TEXTAUSZUG =>
····················
Das Verfassungsgericht, sagt er, sei inzwischen tatsächlich fast gänzlich unter Erdogans Kontrolle. Die Mehrheit der Richter sei von Erdogan oder dessen Vorgänger Abdullah Gül ernannt, der ebenfalls schon darauf achtete, AKP-freundliche Juristen zu installieren. Die wenigen Richter, die nicht von Erdogan ernannt wurden, werden bald die Pensionsgrenze erreichen. Allerdings dürfe man nicht vergessen, dass die Türkei immer noch dem Europarats angehöre und ihr Verfassungsgericht deshalb der Rechtsprechung des Europäischen Gerichtshofs für Menschenrechte in Straßburg unterworfen sei, sagt Herr D. Die Angst der Richter davor, aus Straßburg eine Rüge zu bekommen, hat tatsächlich schon mehrfach zu Urteilen in Ankara geführt, die nicht im Sinne Erdogans waren.
Herr D. glaubt auch nicht, dass Erdogan es sich auf Dauer leisten könnte, gegen ein Parlament anzuregieren, in dem er keine Mehrheit hat. Zum Beispiel dürfe der Präsident keine Gehaltserhöhungen im öffentlichen Dienst ohne Billigung der Abgeordneten durchsetzen. „Und der Präsident kann ein vom Parlament erlassenes Gesetz nicht ändern oder ergänzen. Das Gesetz hat Vorrang“, wiederholt er den Standpunkt seiner Kollegin B.
····················
(Daten zur Objektverortung in natürlicher Sprache)
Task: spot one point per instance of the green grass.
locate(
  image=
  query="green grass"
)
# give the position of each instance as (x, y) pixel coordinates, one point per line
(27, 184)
····················
ZU ERLEDIGEN => Kannst du den Textauszug über Erdogan, das Verfassungsgericht und das Parlament vollständig und Wort für Wort abtippen? Das Material wird hier nicht gebraucht.

ANTWORT ZUR ÜBUNG =>
Das Verfassungsgericht, sagt er, sei inzwischen tatsächlich fast gänzlich unter Erdogans Kontrolle. Die Mehrheit der Richter sei von Erdogan oder dessen Vorgänger Abdullah Gül ernannt, der ebenfalls schon darauf achtete, AKP-freundliche Juristen zu installieren. Die wenigen Richter, die nicht von Erdogan ernannt wurden, werden bald die Pensionsgrenze erreichen. Allerdings dürfe man nicht vergessen, dass die Türkei immer noch dem Europarats angehöre und ihr Verfassungsgericht deshalb der Rechtsprechung des Europäischen Gerichtshofs für Menschenrechte in Straßburg unterworfen sei, sagt Herr D. Die Angst der Richter davor, aus Straßburg eine Rüge zu bekommen, hat tatsächlich schon mehrfach zu Urteilen in Ankara geführt, die nicht im Sinne Erdogans waren.
Herr D. glaubt auch nicht, dass Erdogan es sich auf Dauer leisten könnte, gegen ein Parlament anzuregieren, in dem er keine Mehrheit hat. Zum Beispiel dürfe der Präsident keine Gehaltserhöhungen im öffentlichen Dienst ohne Billigung der Abgeordneten durchsetzen. „Und der Präsident kann ein vom Parlament erlassenes Gesetz nicht ändern oder ergänzen. Das Gesetz hat Vorrang“, wiederholt er den Standpunkt seiner Kollegin B.